How to complete this task: What is printed must match, line for line, the records from their first line through the line containing "formatted like (1027,860).", with pictures left out.

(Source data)
****

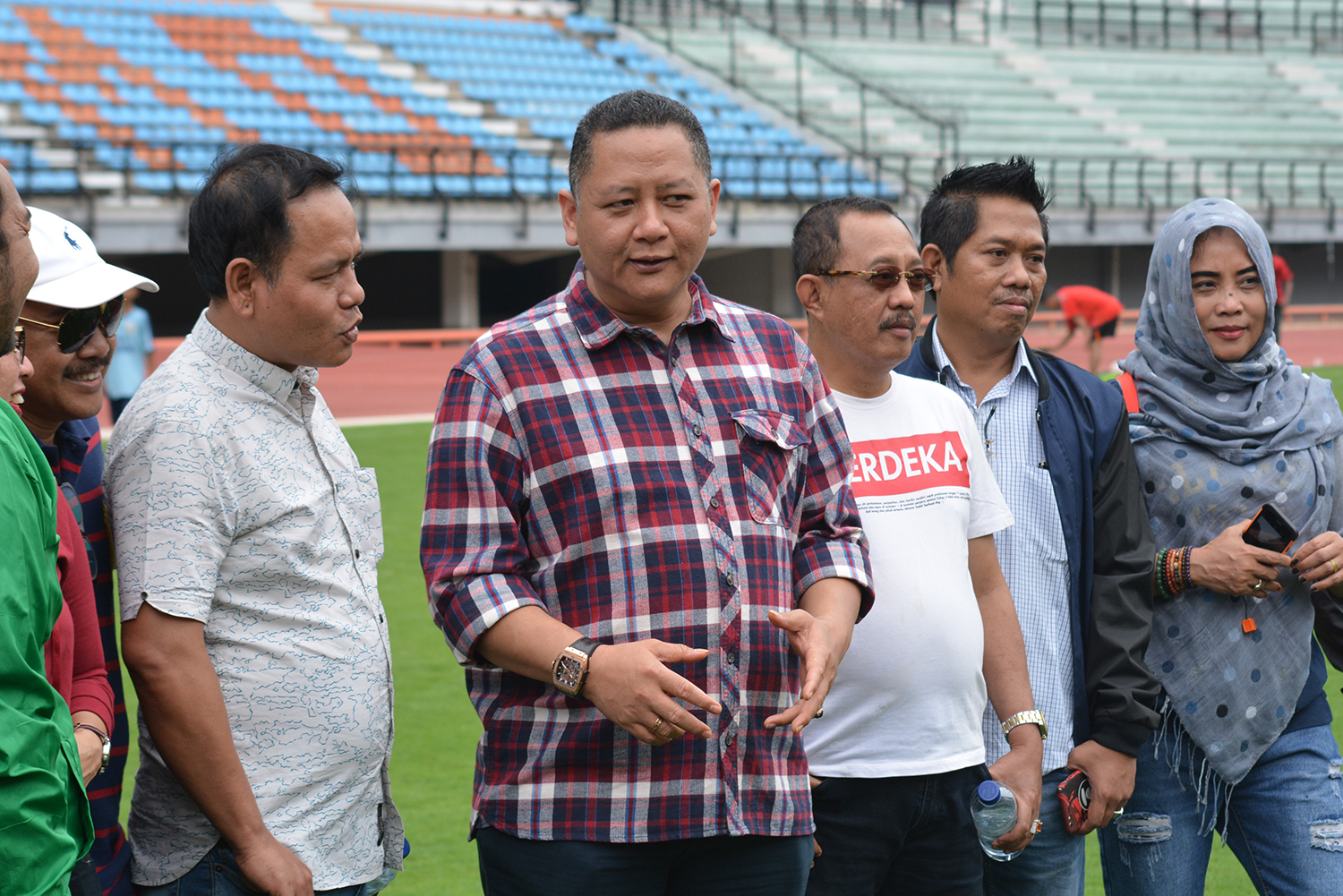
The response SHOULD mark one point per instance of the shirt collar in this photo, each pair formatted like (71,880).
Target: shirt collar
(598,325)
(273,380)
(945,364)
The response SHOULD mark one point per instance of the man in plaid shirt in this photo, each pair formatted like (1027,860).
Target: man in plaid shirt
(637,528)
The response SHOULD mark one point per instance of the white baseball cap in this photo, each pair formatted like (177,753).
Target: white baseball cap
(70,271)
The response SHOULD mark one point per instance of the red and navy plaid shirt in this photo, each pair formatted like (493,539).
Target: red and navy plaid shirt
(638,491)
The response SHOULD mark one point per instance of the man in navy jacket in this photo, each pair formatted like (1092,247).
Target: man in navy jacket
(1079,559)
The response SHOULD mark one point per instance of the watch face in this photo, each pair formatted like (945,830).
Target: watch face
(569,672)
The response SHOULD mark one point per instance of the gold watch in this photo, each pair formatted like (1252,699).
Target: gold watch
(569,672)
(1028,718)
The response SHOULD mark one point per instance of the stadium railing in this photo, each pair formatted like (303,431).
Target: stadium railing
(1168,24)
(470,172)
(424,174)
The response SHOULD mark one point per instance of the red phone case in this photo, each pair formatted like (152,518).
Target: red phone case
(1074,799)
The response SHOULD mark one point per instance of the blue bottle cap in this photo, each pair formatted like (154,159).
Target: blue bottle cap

****

Task answer:
The response SHOULD mark one point per instance of the shirt collar in this photo, each pair formatted like (71,880).
Target: shirt collar
(598,325)
(273,380)
(945,364)
The response SHOULD mark one point per instance of the man in plaid shirt in this photo, each pair formatted like (1027,860).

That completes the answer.